### Tarefa atribuída 1
Repete, sem mudar nada, o trecho do texto sobre a pobreza que vai de "Passa por terríveis" até "esta medonha situação.".
### Tarefa atribuída 2
No texto sobre a pobreza, a frase que começa por "A pobreza e os que vivem nela" descreve "gente" com vários adjetivos. Indica-os todos.

### Excerto do texto
☆ ☆ ☆ ☆ ☆

PATRIMÓNIO DOS POBRES

Passa por terríveis dificuldades quem cai hoje numa situação de pobreza, uma vez que as ajudas oficiais são poucas e difíceis de conseguir e raras as pessoas que se sacrificam, se doem e compreendem os pobres.

O contacto com eles é essencial para despertar no coração de cada pessoa sentimentos de compaixão e de JUSTIÇA.

Quem passa ao lado sofre uma cegueira incurável que o leva ao indiferentismo: Isso não é comigo! É com o Estado ou mesmo com outros. A pobreza e os que vivem nela, são gente gastadeira, preguiçosa, desgovernada, etc, etc… Tudo serve para desculpar a nossa consciência agarrada aos bens pessoais e apática ao sofrimento que estado de pobreza produz, naqueles ou naquelas que escorregam para esta medonha situação.

☆ ☆ ☆ ☆ ☆

### Entradas
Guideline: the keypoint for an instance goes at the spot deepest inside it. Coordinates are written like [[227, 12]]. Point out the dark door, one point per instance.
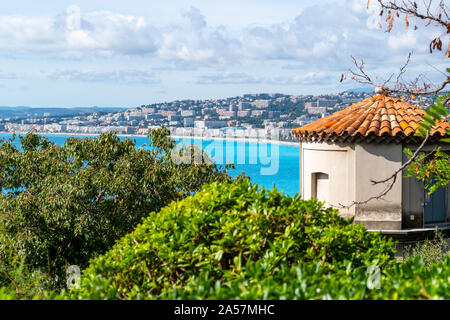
[[434, 206]]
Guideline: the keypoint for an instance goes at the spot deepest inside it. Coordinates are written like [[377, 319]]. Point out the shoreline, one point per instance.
[[252, 140]]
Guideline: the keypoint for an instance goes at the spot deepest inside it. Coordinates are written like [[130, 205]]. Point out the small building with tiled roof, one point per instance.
[[342, 153]]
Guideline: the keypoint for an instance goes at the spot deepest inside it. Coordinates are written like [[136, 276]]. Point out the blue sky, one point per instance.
[[127, 53]]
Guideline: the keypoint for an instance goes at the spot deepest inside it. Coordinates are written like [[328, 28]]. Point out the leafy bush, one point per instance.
[[230, 231], [411, 280], [62, 205], [431, 251]]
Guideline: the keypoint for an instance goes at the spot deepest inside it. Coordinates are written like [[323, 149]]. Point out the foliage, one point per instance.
[[221, 233], [62, 205], [433, 168], [431, 251], [437, 112], [411, 280]]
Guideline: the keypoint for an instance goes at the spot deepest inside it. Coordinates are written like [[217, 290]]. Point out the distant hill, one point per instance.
[[361, 90], [26, 112]]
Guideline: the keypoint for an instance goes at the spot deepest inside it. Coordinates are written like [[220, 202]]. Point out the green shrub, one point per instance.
[[431, 251], [220, 234], [63, 205], [411, 280]]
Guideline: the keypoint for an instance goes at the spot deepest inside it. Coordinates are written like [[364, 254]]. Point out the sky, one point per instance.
[[115, 53]]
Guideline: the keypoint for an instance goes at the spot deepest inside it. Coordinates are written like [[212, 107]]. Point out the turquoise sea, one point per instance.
[[266, 164]]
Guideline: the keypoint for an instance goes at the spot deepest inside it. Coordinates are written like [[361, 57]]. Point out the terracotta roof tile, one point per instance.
[[378, 118]]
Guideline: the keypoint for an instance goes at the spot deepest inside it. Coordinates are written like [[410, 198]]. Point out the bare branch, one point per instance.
[[389, 181]]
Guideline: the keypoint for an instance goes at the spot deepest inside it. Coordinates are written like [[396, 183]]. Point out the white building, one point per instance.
[[341, 154]]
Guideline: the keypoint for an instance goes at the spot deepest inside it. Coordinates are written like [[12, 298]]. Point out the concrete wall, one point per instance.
[[336, 160], [378, 162], [350, 169]]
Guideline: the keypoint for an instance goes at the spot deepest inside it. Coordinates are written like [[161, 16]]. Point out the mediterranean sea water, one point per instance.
[[266, 164]]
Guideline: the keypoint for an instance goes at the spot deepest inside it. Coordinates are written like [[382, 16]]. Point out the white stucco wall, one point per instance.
[[350, 169], [378, 162], [336, 161]]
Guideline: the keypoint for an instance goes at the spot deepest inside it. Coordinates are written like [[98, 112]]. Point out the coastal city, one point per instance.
[[260, 116]]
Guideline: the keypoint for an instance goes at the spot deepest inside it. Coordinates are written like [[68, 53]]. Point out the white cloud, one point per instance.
[[226, 78], [121, 76], [403, 41]]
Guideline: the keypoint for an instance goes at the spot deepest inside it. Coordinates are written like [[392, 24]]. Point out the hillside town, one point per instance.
[[260, 116]]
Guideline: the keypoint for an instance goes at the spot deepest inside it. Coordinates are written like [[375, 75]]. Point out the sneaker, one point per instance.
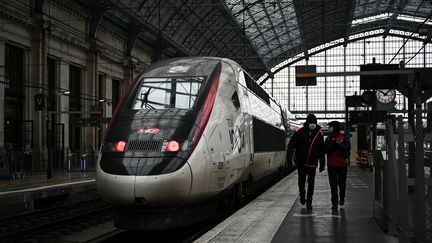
[[302, 200]]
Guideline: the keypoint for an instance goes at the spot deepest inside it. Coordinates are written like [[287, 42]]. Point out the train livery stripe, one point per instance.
[[267, 137], [206, 111]]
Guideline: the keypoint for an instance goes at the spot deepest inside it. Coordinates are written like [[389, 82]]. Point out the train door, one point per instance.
[[247, 139]]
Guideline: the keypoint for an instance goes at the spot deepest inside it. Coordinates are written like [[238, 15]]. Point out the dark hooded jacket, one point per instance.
[[337, 147], [307, 147]]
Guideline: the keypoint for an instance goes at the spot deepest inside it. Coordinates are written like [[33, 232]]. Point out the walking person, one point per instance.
[[307, 147], [337, 148]]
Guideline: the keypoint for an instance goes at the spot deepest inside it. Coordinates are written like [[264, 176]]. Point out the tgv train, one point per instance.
[[188, 134]]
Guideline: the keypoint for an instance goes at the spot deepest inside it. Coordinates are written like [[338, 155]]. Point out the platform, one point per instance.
[[277, 215], [35, 191]]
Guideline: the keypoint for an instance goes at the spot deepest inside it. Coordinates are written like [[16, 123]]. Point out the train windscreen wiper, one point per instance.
[[144, 100]]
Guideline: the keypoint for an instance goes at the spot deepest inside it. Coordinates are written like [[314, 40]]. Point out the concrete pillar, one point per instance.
[[108, 94], [64, 100], [38, 74], [2, 94], [90, 85]]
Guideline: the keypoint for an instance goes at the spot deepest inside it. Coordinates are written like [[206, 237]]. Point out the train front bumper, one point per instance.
[[150, 190]]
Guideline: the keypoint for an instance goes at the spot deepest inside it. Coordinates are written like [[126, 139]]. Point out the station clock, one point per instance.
[[386, 96]]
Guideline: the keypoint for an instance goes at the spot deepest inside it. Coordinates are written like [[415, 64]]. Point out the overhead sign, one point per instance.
[[306, 75], [384, 80], [367, 116], [39, 100]]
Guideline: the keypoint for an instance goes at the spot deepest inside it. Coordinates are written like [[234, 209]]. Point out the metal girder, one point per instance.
[[148, 27], [229, 15], [300, 26], [271, 23], [247, 6], [349, 17], [401, 5], [97, 12], [178, 10], [133, 35], [285, 18], [223, 37], [258, 27], [39, 6], [202, 21], [141, 5]]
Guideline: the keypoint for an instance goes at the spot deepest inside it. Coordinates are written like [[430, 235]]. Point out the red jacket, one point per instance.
[[337, 148]]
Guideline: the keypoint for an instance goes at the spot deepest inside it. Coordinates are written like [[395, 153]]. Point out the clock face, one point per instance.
[[385, 95]]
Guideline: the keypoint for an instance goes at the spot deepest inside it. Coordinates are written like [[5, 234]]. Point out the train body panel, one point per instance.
[[216, 134]]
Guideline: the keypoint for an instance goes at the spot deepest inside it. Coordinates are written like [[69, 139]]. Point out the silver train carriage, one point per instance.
[[188, 133]]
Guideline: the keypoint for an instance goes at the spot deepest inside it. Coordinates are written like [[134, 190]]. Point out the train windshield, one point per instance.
[[164, 93]]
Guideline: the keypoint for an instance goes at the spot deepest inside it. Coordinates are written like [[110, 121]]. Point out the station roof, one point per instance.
[[260, 34]]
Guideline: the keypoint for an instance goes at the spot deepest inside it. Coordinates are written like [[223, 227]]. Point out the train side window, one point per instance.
[[235, 100]]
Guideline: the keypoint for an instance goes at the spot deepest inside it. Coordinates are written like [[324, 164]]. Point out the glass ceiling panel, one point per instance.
[[268, 24]]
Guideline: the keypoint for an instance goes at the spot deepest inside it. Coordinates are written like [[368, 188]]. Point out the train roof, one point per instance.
[[186, 66]]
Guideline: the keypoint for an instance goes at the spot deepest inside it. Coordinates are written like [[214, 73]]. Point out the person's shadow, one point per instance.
[[307, 225], [339, 230]]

☆ ☆ ☆ ☆ ☆

### Resultado 1
Passa por terríveis dificuldades quem cai hoje numa situação de pobreza, uma vez que as ajudas oficiais são poucas e difíceis de conseguir e raras as pessoas que se sacrificam, se doem e compreendem os pobres.

O contacto com eles é essencial para despertar no coração de cada pessoa sentimentos de compaixão e de JUSTIÇA.

Quem passa ao lado sofre uma cegueira incurável que o leva ao indiferentismo: Isso não é comigo! É com o Estado ou mesmo com outros. A pobreza e os que vivem nela, são gente gastadeira, preguiçosa, desgovernada, etc, etc… Tudo serve para desculpar a nossa consciência agarrada aos bens pessoais e apática ao sofrimento que estado de pobreza produz, naqueles ou naquelas que escorregam para esta medonha situação.

### Resultado 2
gastadeira, preguiçosa, desgovernada